§ **SELECTED EXTRACT**
# Antique Tricycle Identification Please



## andrewandrewz (Mar 17, 2012)

I purchased this tricycle at an auction and know nothing about it. You can kind of see a logo on the side. Can someone please tell me the brand and possibly the year of this antique tricycle? Thanks


----------



## ridingtoy (Mar 17, 2012)

Definitely a mid to late 1930s model. Could be either a Junior Toy or Murray Steelcraft. I'll have to do some collector book looking a little later to see if I can find the make/model. Would look terrific all fixed up.

Dave


----------



## andrewandrewz (Mar 21, 2012)

*Thanks*

Thanks a lot Dave. I really appreciate the info and if you can locate more information on this model, I would surely appreciate it. What do you think it is worth in its current condition?


----------



## Chaz (Mar 23, 2012)

By the looks of the seat and the handlebar clamp, I'm bettin' its a Steelcraft. By the styling I'm guessing 1940's


----------



## ridingtoy (Mar 23, 2012)

As for value, that's a tough question to answer. I've seen this style trike in this condition go for as cheap as $100 to a few hundred dollars. For restoration purposes, it's complete except for needing new seat pads, grips, and tire rubber. The more streamlined looking the trike, usually the more it fetches in resale.

I'm also fairly sure this is a Murray Steelcraft.

Dave


----------



## andrewandrewz (Mar 24, 2012)

Thanks a lot Dave for your response and knowledge. I greatly appreciate it! I hope everything is well with you!!


----------

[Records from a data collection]
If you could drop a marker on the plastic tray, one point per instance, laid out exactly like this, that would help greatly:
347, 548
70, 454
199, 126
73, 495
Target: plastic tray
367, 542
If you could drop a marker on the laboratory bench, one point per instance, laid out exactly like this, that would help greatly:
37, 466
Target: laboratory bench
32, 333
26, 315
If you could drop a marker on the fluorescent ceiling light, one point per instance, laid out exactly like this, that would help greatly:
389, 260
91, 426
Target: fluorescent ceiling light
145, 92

§ **DIRECTION 1**
Reproduce the part of the tricycle thread between "I purchased this" and "ridingtoy (Mar 17, 2012)", inclusive, word for word.
§ **DIRECTION 2**
In the tricycle thread, which parts does ridingtoy say the trike needs for restoration?
The listing is material separate from the tricycle thread.

§ **WORKED SOLUTION 1**
I purchased this tricycle at an auction and know nothing about it. You can kind of see a logo on the side. Can someone please tell me the brand and possibly the year of this antique tricycle? Thanks


----------



## ridingtoy (Mar 17, 2012)

§ **WORKED SOLUTION 2**
New seat pads, grips, and tire rubber.